Position annotation data
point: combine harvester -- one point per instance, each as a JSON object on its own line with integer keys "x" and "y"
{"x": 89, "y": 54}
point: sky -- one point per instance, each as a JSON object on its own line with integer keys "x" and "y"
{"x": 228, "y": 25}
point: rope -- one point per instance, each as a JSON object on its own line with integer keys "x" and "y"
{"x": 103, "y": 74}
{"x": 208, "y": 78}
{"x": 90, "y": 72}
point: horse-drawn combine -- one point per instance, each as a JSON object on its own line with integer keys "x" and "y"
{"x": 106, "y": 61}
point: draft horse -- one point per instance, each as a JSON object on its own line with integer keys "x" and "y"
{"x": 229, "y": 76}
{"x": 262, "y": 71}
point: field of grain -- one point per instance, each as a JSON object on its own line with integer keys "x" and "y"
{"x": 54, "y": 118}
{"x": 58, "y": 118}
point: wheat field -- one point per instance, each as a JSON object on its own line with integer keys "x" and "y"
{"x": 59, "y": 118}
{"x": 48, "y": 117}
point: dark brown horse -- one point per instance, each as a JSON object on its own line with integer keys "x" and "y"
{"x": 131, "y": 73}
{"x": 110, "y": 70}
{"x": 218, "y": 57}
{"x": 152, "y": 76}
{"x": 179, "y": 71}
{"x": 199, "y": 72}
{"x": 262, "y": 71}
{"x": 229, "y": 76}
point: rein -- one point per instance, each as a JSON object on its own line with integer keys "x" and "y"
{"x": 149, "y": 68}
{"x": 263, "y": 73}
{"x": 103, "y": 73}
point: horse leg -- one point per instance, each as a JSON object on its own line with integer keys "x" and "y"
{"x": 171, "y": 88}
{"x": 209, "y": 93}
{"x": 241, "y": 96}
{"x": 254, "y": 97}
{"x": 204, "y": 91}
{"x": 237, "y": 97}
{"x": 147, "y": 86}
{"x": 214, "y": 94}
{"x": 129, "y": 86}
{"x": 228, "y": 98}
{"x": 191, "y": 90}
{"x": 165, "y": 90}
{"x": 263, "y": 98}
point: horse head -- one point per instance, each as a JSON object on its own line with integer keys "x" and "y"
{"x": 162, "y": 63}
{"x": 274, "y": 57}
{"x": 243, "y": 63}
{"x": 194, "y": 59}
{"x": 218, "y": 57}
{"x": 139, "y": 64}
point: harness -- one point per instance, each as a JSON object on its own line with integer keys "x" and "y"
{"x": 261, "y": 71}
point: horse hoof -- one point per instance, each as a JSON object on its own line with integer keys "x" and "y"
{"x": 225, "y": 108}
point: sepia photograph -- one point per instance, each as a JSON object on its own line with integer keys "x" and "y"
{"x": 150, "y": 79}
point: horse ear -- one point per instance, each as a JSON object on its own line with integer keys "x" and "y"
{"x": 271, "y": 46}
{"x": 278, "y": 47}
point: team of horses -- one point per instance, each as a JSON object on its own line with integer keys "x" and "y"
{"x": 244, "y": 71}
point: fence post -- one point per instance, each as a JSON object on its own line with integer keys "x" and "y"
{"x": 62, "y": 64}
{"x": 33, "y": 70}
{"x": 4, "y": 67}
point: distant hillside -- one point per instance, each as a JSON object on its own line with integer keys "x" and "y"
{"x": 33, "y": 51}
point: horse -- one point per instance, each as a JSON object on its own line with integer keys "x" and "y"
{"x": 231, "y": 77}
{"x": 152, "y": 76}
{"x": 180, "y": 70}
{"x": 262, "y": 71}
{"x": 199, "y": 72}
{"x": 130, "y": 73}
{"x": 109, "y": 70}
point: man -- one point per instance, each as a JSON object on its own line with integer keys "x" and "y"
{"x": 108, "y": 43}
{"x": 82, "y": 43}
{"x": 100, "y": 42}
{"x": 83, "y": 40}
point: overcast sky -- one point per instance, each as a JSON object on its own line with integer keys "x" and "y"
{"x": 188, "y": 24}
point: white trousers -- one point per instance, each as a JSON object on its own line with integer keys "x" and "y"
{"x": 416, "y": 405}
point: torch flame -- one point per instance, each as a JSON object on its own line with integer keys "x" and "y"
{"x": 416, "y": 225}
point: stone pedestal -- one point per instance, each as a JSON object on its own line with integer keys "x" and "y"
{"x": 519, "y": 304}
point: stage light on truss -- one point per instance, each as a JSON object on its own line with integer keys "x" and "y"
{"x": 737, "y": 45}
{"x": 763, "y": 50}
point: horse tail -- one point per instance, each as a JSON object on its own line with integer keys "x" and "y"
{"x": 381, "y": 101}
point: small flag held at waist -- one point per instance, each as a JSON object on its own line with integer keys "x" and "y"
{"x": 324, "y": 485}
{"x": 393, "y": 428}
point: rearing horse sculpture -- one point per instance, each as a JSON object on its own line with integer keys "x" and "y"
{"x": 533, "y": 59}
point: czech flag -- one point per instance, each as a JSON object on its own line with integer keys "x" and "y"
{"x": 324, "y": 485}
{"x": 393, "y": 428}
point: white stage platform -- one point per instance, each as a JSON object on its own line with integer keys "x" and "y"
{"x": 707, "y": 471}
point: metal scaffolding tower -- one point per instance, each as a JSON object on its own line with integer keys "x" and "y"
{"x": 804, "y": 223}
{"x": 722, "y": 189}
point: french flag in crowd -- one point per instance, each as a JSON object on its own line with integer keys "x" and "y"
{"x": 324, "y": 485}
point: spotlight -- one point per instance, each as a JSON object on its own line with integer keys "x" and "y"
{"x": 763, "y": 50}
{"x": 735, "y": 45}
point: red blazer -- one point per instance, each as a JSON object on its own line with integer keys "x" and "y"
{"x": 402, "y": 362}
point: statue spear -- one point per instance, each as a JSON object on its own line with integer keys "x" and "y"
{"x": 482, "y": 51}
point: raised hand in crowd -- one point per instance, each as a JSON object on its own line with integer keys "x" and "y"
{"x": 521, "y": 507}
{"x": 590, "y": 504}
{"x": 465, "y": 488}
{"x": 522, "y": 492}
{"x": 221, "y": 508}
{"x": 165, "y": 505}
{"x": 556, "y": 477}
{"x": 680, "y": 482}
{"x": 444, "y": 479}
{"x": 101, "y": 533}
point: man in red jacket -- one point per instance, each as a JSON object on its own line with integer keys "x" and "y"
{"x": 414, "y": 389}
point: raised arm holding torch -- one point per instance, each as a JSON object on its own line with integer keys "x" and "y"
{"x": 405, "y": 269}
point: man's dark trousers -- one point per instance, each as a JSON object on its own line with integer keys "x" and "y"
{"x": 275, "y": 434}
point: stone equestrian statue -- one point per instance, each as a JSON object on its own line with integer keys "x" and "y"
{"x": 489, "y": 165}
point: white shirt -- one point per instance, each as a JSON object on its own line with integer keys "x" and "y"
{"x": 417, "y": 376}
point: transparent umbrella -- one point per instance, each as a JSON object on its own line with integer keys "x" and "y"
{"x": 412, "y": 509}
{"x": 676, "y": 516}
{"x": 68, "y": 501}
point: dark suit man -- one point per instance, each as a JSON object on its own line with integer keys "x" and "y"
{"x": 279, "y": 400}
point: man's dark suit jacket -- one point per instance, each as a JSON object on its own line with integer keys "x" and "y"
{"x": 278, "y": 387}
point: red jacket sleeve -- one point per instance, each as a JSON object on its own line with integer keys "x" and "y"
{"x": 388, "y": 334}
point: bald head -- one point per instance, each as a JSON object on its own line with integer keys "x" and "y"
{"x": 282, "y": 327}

What to produce
Please render all of the data above as a JSON list of strings, one string per line, leaving out any blank lines.

Solution to this task
[
  "point: combine harvester -- one point per instance, each as a JSON object on its own line with integer keys \"x\" and \"y\"",
  "{\"x\": 89, \"y\": 54}",
  "point: sky -- one point per instance, each as a JSON object on its own line with integer keys \"x\" and \"y\"",
  "{\"x\": 228, \"y\": 25}",
  "point: rope -- one point per instance, each as a JSON object on its own line with integer keys \"x\" and \"y\"",
  "{\"x\": 103, \"y\": 74}",
  "{\"x\": 208, \"y\": 78}",
  "{\"x\": 90, \"y\": 72}",
  "point: horse-drawn combine -- one point per instance, each as a JSON object on its own line with integer keys \"x\" and \"y\"",
  "{\"x\": 106, \"y\": 61}",
  "point: draft horse -- one point per instance, each as a JSON object on its own line with integer keys \"x\" and \"y\"",
  "{\"x\": 229, \"y\": 76}",
  "{\"x\": 262, \"y\": 71}",
  "point: field of grain -- one point per instance, each as a JSON object on its own line with integer keys \"x\" and \"y\"",
  "{\"x\": 54, \"y\": 118}",
  "{\"x\": 58, \"y\": 118}",
  "point: wheat field -- one point per instance, each as a JSON object on its own line with integer keys \"x\" and \"y\"",
  "{\"x\": 59, \"y\": 118}",
  "{\"x\": 48, \"y\": 117}",
  "point: dark brown horse -- one point per instance, each as a JSON object on its own line with integer keys \"x\" and \"y\"",
  "{\"x\": 131, \"y\": 73}",
  "{\"x\": 110, \"y\": 70}",
  "{\"x\": 218, \"y\": 57}",
  "{\"x\": 152, \"y\": 76}",
  "{\"x\": 179, \"y\": 71}",
  "{\"x\": 199, \"y\": 72}",
  "{\"x\": 262, \"y\": 71}",
  "{\"x\": 229, \"y\": 76}",
  "point: rein -- one point per instance, each as a JSON object on its own line with integer keys \"x\" and \"y\"",
  "{\"x\": 149, \"y\": 68}",
  "{\"x\": 263, \"y\": 73}",
  "{\"x\": 103, \"y\": 73}",
  "point: horse leg -- one point per instance, each as a JSON object on its own line with integer keys \"x\" and \"y\"",
  "{\"x\": 171, \"y\": 88}",
  "{\"x\": 209, \"y\": 93}",
  "{\"x\": 241, \"y\": 96}",
  "{\"x\": 254, \"y\": 97}",
  "{\"x\": 204, \"y\": 91}",
  "{\"x\": 237, \"y\": 97}",
  "{\"x\": 147, \"y\": 86}",
  "{\"x\": 214, \"y\": 94}",
  "{\"x\": 129, \"y\": 86}",
  "{\"x\": 228, \"y\": 98}",
  "{\"x\": 191, \"y\": 90}",
  "{\"x\": 165, \"y\": 90}",
  "{\"x\": 263, \"y\": 98}",
  "point: horse head -- one point per instance, each as a JSON object on its own line with integer keys \"x\" and \"y\"",
  "{\"x\": 162, \"y\": 63}",
  "{\"x\": 274, \"y\": 57}",
  "{\"x\": 243, \"y\": 63}",
  "{\"x\": 194, \"y\": 59}",
  "{\"x\": 218, \"y\": 57}",
  "{\"x\": 139, \"y\": 64}",
  "point: harness -- one point per instance, each as a JSON object on its own line with integer keys \"x\" and \"y\"",
  "{\"x\": 261, \"y\": 71}",
  "point: horse hoof -- one point per instance, each as a JSON object on its own line with integer keys \"x\" and \"y\"",
  "{\"x\": 225, \"y\": 108}",
  "point: sepia photograph -- one point per instance, each as a JSON object on its own line with integer keys \"x\" and \"y\"",
  "{\"x\": 150, \"y\": 79}",
  "point: horse ear -- one point per instance, each as a JSON object on its own line with integer keys \"x\" and \"y\"",
  "{\"x\": 271, \"y\": 46}",
  "{\"x\": 278, \"y\": 47}",
  "point: team of horses -- one point per instance, each as a JSON object on its own line with integer keys \"x\" and \"y\"",
  "{\"x\": 244, \"y\": 71}",
  "point: fence post -- one point per instance, each as a JSON object on its own line with integer keys \"x\" and \"y\"",
  "{\"x\": 62, \"y\": 64}",
  "{\"x\": 33, \"y\": 70}",
  "{\"x\": 4, \"y\": 67}",
  "point: distant hillside -- one point per instance, each as a JSON object on its own line with integer keys \"x\" and \"y\"",
  "{\"x\": 33, \"y\": 51}",
  "point: horse -- one point per instance, each as a JSON object on its own line with integer keys \"x\" and \"y\"",
  "{\"x\": 231, \"y\": 77}",
  "{\"x\": 152, \"y\": 76}",
  "{\"x\": 180, \"y\": 70}",
  "{\"x\": 262, \"y\": 71}",
  "{\"x\": 199, \"y\": 72}",
  "{\"x\": 130, \"y\": 73}",
  "{\"x\": 109, \"y\": 70}",
  "point: man -- one point per instance, each as a JSON object on its own line with integer keys \"x\" and \"y\"",
  "{\"x\": 108, \"y\": 43}",
  "{\"x\": 82, \"y\": 43}",
  "{\"x\": 100, \"y\": 42}",
  "{\"x\": 83, \"y\": 40}",
  "point: overcast sky -- one point per instance, each as a JSON object on its own line with integer keys \"x\" and \"y\"",
  "{\"x\": 188, \"y\": 24}",
  "point: white trousers -- one point per instance, each as a JSON object on its own line with integer keys \"x\" and \"y\"",
  "{\"x\": 416, \"y\": 405}",
  "point: torch flame -- one point per instance, each as a JSON object on its own line with integer keys \"x\" and \"y\"",
  "{\"x\": 416, \"y\": 225}",
  "point: stone pedestal -- one point per instance, each as a JSON object on its own line with integer keys \"x\" and \"y\"",
  "{\"x\": 519, \"y\": 304}",
  "point: stage light on truss -- one point per instance, each as a JSON object on its own line with integer keys \"x\" and \"y\"",
  "{\"x\": 737, \"y\": 45}",
  "{\"x\": 763, \"y\": 50}",
  "point: horse tail -- one point per instance, each as a JSON object on its own line with integer keys \"x\" and \"y\"",
  "{\"x\": 381, \"y\": 101}",
  "point: small flag held at waist -- one point per instance, each as a JSON object on its own line with integer keys \"x\" and \"y\"",
  "{\"x\": 324, \"y\": 485}",
  "{\"x\": 393, \"y\": 428}",
  "point: rearing horse sculpture -- one point per instance, each as a JSON object on its own line with integer keys \"x\" and \"y\"",
  "{\"x\": 533, \"y\": 59}",
  "point: czech flag -- one point per instance, each as a JSON object on its own line with integer keys \"x\" and \"y\"",
  "{\"x\": 324, \"y\": 485}",
  "{\"x\": 393, \"y\": 428}",
  "point: white stage platform -- one point per instance, each as a JSON object on its own line with integer keys \"x\" and \"y\"",
  "{\"x\": 707, \"y\": 471}",
  "point: metal scaffolding tower -- one point per instance, each as a JSON object on its own line with integer keys \"x\" and \"y\"",
  "{\"x\": 804, \"y\": 223}",
  "{\"x\": 722, \"y\": 189}",
  "point: french flag in crowd -- one point per instance, each as a JSON object on its own line with integer keys \"x\" and \"y\"",
  "{\"x\": 324, \"y\": 485}",
  "point: spotlight -- one point per instance, each as a JSON object on its own line with integer keys \"x\" and \"y\"",
  "{\"x\": 763, \"y\": 50}",
  "{\"x\": 735, \"y\": 45}",
  "point: red blazer -- one point per instance, each as a JSON object on its own line with integer keys \"x\" and \"y\"",
  "{\"x\": 402, \"y\": 362}",
  "point: statue spear -- one point per instance, each as a JSON object on its own line with integer keys \"x\" and \"y\"",
  "{\"x\": 482, \"y\": 51}",
  "point: raised hand in crowd -- one point per instance, each as a JSON object on its own line with integer keys \"x\" and \"y\"",
  "{\"x\": 521, \"y\": 507}",
  "{\"x\": 590, \"y\": 504}",
  "{\"x\": 465, \"y\": 488}",
  "{\"x\": 522, \"y\": 492}",
  "{\"x\": 221, \"y\": 508}",
  "{\"x\": 165, \"y\": 505}",
  "{\"x\": 556, \"y\": 477}",
  "{\"x\": 680, \"y\": 482}",
  "{\"x\": 444, \"y\": 479}",
  "{\"x\": 101, \"y\": 533}",
  "point: man in red jacket -- one point per instance, each as a JSON object on its own line with integer keys \"x\" and \"y\"",
  "{\"x\": 414, \"y\": 389}",
  "point: raised arm holding torch -- one point per instance, each as a JSON object on its own line with integer keys \"x\" and \"y\"",
  "{\"x\": 405, \"y\": 269}",
  "point: man's dark trousers -- one point per instance, each as a JSON object on its own line with integer keys \"x\" and \"y\"",
  "{\"x\": 275, \"y\": 434}",
  "point: stone equestrian statue -- one point per instance, each as a JSON object on its own line with integer keys \"x\" and \"y\"",
  "{\"x\": 489, \"y\": 165}",
  "point: white shirt -- one point per instance, each as a JSON object on its own line with integer keys \"x\" and \"y\"",
  "{\"x\": 417, \"y\": 376}",
  "point: transparent umbrella -- one point per instance, each as a JSON object on its own line with integer keys \"x\" and \"y\"",
  "{\"x\": 412, \"y\": 509}",
  "{\"x\": 676, \"y\": 516}",
  "{\"x\": 68, \"y\": 501}",
  "point: dark suit man -- one point per instance, each as a JSON object on its own line with integer keys \"x\" and \"y\"",
  "{\"x\": 279, \"y\": 400}",
  "point: man's dark suit jacket -- one point per instance, each as a JSON object on its own line with integer keys \"x\" and \"y\"",
  "{\"x\": 278, \"y\": 387}",
  "point: red jacket sleeve -- one point per instance, each as a JSON object on its own line with integer keys \"x\" and \"y\"",
  "{\"x\": 388, \"y\": 334}",
  "point: bald head -- one point per instance, each as a JSON object on its own line with integer keys \"x\" and \"y\"",
  "{\"x\": 282, \"y\": 327}"
]